[DIRECTIONS] Take the data that follows and retype it word for word.

[DATASET ROWS]
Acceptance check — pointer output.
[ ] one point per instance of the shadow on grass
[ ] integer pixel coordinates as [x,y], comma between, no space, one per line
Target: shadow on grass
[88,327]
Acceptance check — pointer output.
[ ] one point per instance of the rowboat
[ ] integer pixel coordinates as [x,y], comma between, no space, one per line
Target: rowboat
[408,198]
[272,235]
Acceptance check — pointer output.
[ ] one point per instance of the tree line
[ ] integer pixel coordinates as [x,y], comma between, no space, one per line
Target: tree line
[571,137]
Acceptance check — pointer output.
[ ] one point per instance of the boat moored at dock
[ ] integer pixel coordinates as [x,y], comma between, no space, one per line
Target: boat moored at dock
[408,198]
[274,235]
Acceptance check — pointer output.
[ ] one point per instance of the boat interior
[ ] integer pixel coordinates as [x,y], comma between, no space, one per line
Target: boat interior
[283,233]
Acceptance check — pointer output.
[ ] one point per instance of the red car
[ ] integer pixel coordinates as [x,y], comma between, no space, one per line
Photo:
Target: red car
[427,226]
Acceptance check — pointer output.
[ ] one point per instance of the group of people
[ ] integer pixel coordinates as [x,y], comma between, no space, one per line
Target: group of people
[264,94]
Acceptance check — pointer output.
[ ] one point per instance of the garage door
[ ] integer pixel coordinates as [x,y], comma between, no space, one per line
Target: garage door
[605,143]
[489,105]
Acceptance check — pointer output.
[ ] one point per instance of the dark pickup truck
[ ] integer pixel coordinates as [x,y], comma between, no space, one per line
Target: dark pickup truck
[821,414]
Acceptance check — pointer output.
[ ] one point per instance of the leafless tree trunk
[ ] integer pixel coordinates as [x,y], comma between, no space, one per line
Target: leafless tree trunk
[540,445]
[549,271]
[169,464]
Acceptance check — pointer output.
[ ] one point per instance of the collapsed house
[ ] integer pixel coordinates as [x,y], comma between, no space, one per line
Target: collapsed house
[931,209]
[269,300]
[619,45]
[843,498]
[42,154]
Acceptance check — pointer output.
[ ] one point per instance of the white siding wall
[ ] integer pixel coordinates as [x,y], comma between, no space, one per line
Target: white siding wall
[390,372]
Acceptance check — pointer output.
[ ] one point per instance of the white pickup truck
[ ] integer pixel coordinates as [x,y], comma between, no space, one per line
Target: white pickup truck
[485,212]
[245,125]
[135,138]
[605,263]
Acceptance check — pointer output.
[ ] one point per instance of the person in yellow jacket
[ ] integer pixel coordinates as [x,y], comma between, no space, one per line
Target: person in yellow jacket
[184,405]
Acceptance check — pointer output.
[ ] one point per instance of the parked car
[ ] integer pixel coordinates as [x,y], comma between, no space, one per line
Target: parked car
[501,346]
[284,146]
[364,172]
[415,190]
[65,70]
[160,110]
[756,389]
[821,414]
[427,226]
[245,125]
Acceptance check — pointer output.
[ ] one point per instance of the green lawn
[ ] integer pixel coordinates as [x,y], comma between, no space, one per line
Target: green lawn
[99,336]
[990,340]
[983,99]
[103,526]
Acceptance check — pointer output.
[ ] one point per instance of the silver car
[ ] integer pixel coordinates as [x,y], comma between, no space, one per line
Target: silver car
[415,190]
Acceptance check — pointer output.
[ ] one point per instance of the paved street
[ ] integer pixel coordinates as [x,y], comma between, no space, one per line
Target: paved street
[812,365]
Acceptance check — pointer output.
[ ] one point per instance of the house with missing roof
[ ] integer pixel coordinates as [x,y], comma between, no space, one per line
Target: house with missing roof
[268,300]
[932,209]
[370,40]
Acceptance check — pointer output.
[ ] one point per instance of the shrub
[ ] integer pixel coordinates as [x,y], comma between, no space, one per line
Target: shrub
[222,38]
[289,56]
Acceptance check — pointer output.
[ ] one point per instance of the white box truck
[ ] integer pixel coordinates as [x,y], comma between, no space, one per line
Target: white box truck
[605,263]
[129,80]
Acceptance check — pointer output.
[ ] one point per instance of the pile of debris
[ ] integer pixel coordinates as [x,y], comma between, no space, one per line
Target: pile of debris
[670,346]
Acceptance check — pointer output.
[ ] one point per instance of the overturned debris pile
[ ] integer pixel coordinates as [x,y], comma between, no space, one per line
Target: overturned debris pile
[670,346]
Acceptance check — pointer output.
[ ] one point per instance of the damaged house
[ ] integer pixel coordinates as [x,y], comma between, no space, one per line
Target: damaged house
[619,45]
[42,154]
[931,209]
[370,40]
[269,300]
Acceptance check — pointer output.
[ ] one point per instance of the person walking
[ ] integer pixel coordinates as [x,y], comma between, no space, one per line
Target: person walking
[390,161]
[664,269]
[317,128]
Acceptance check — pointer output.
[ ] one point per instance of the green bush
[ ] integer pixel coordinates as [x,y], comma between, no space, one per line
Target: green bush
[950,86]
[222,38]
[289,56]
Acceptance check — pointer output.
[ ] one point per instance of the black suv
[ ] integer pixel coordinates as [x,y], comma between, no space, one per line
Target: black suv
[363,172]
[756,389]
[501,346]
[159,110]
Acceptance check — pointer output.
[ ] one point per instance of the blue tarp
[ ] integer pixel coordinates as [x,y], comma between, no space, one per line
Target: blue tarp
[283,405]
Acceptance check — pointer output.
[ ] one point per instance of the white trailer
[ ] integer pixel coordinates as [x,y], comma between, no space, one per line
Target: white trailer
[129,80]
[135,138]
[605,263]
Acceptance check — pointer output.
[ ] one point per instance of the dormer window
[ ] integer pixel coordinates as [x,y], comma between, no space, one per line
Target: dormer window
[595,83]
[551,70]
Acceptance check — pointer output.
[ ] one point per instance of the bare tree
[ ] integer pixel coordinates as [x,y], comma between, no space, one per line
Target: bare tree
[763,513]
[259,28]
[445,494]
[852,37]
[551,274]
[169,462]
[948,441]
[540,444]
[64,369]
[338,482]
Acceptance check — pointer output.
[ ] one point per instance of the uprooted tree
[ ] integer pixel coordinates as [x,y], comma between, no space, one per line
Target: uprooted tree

[WRITTEN ANSWER]
Acceptance check — pointer output.
[ ] one point per instance of the shadow on grass
[ ] integer pixel coordinates as [x,y], comma between, no space, one per line
Target: shadow on grass
[88,327]
Acceptance check — pointer output.
[ ] one point per instance of the rowboat
[ ] integer pixel coordinates as [x,y], comma between, no space, one per line
Target: rowboat
[408,198]
[272,235]
Acceptance check — pointer output.
[ ] one point per instance of the tree line
[ ] integer pixel coordinates as [x,y], comma between, no space, one per line
Target: tree line
[571,137]
Acceptance check — pointer output.
[ ] one point per instance of the boat moored at dock
[ ] integer pixel coordinates as [x,y], comma between, no space, one per line
Target: boat moored at dock
[408,198]
[274,235]
Acceptance check — pointer output.
[ ] one point per instance of the boat interior
[ ] integer pixel coordinates as [x,y], comma between, no space, one per line
Target: boat interior
[283,233]
Acceptance check — pointer output.
[ ] one point per instance of the red car
[ ] integer pixel coordinates as [x,y], comma between, no space, one per line
Photo:
Target: red car
[427,226]
Acceptance check — pointer output.
[ ] one point per instance of the group of people
[ ] integer pixel coordinates as [x,y], comma between, no space, one per line
Target: group of people
[264,94]
Acceptance check — pointer output.
[ ] one point per instance of the garage door
[ ] integer pixel coordinates as [x,y], comma between, no space, one per line
Target: garage door
[605,143]
[489,105]
Acceptance check — pointer output.
[ ] one point per instance of the dark pickup truck
[ ] integer pixel coordinates as [x,y], comma between, no space, one per line
Target: dark pickup truck
[821,414]
Acceptance check — pointer output.
[ ] one point per instance of the leafless tree trunk
[ ] integer pixel coordinates as [x,y], comma between, no space, one per line
Target: leafless tree trunk
[540,445]
[549,271]
[169,464]
Acceptance check — pointer output.
[ ] one point per instance of the collapsed house
[ ] integer pixel coordinates as [x,y], comma between, no space, one per line
Target: collapsed house
[931,209]
[269,300]
[619,45]
[843,498]
[42,154]
Acceptance check — pointer output.
[ ] one point per instance of the white siding wall
[ ] integer pixel coordinates as [x,y], comma between, no space, one per line
Target: white siding wall
[390,372]
Acceptance check — pointer output.
[ ] one point per instance of the white pickup truck
[ ] integer pixel coordinates as [x,y], comma between, no space, one per line
Target: white pickup truck
[485,212]
[245,125]
[135,138]
[605,263]
Acceptance check — pointer output.
[ ] one point per instance of the person in yellow jacket
[ ] integer pixel coordinates as [x,y], comma between, no space, one per line
Target: person in yellow jacket
[184,405]
Acceptance check — pointer output.
[ ] one point per instance of the parked car
[ ] integer pixel coordinates as [x,y], comma between, no space, one per line
Target: parked car
[501,346]
[284,146]
[364,172]
[415,190]
[65,70]
[160,110]
[756,389]
[821,414]
[427,226]
[245,125]
Acceptance check — pointer output.
[ ] one point per instance of the green lawn
[ ] integer pixel coordinates as [x,y], comma between, no space, one per line
Target: green lawn
[99,336]
[990,340]
[983,99]
[103,526]
Acceptance check — pointer output.
[ ] one point per instance of the silver car
[ ] integer pixel coordinates as [x,y], comma between, no space, one per line
Target: silver car
[415,190]
Acceptance check — pointer output.
[ ] one point per instance of the paved street
[ ] integer pixel coordinates as [x,y], comma between, no space, one per line
Target: paved street
[812,365]
Acceptance check — pointer output.
[ ] one point per instance of the house with missing roof
[ ] integer pixel coordinates as [x,y], comma between, no space, one per line
Target: house with missing roof
[268,300]
[932,209]
[370,40]
Acceptance check — pointer output.
[ ] one point per instance of the shrub
[ ] integer pixel coordinates as [x,y], comma between, no space, one per line
Target: shrub
[222,38]
[289,56]
Acceptance check — pointer output.
[ ] one point per instance of the white box truck
[ ] integer pixel coordinates as [x,y], comma between, no space, one per line
Target: white box truck
[605,263]
[129,80]
Acceptance check — pointer output.
[ ] one point per instance of the pile of debris
[ ] integer pixel coordinates as [x,y], comma between, no space, one per line
Target: pile of debris
[670,346]
Acceptance check — pointer output.
[ ] one point per instance of the overturned debris pile
[ ] integer pixel coordinates as [x,y], comma between, no space, one per line
Target: overturned debris pile
[670,346]
Acceptance check — pointer output.
[ ] one point per instance of the damaged house
[ ] integer pixel coordinates as [x,y], comma between, no space, one per line
Target: damaged house
[619,45]
[42,154]
[931,209]
[370,40]
[269,300]
Acceptance check — pointer output.
[ ] one point per instance of the person walking
[ ] integer pixel coordinates as [x,y], comma between, no space, one per line
Target: person walking
[390,161]
[664,269]
[317,128]
Acceptance check — pointer output.
[ ] one point per instance of the green bush
[ ] integer pixel coordinates as [x,y], comma between, no space, one per line
Target: green bush
[950,86]
[222,38]
[289,56]
Acceptance check — pointer output.
[ ] one point per instance of the black suv
[ ] integer pixel coordinates as [x,y], comma between, no space, one per line
Target: black suv
[363,172]
[756,389]
[501,346]
[159,110]
Acceptance check — pointer output.
[ ] one point per instance of the blue tarp
[ ] integer pixel coordinates as [x,y], comma between, no space, one per line
Target: blue tarp
[283,405]
Acceptance check — pointer output.
[ ] one point per instance of the white trailer
[ ] integer pixel coordinates as [x,y], comma between, no space, one per line
Target: white trailer
[129,80]
[135,138]
[605,263]
Acceptance check — pointer output.
[ ] one point per instance of the dormer window
[ ] integer pixel coordinates as [x,y], comma between, no space, one per line
Target: dormer window
[595,83]
[551,70]
Acceptance check — pointer output.
[ ] one point per instance of the bare tree
[ ] integer pixel coordinates as [x,y], comma between, no space, one per line
Target: bare tree
[763,513]
[259,28]
[445,494]
[852,37]
[551,274]
[169,462]
[948,441]
[540,444]
[64,369]
[338,482]
Acceptance check — pointer output.
[ ] one point per instance of the uprooted tree
[ ] integer pixel coordinates as [x,y], comma between, no space, one per line
Target: uprooted tree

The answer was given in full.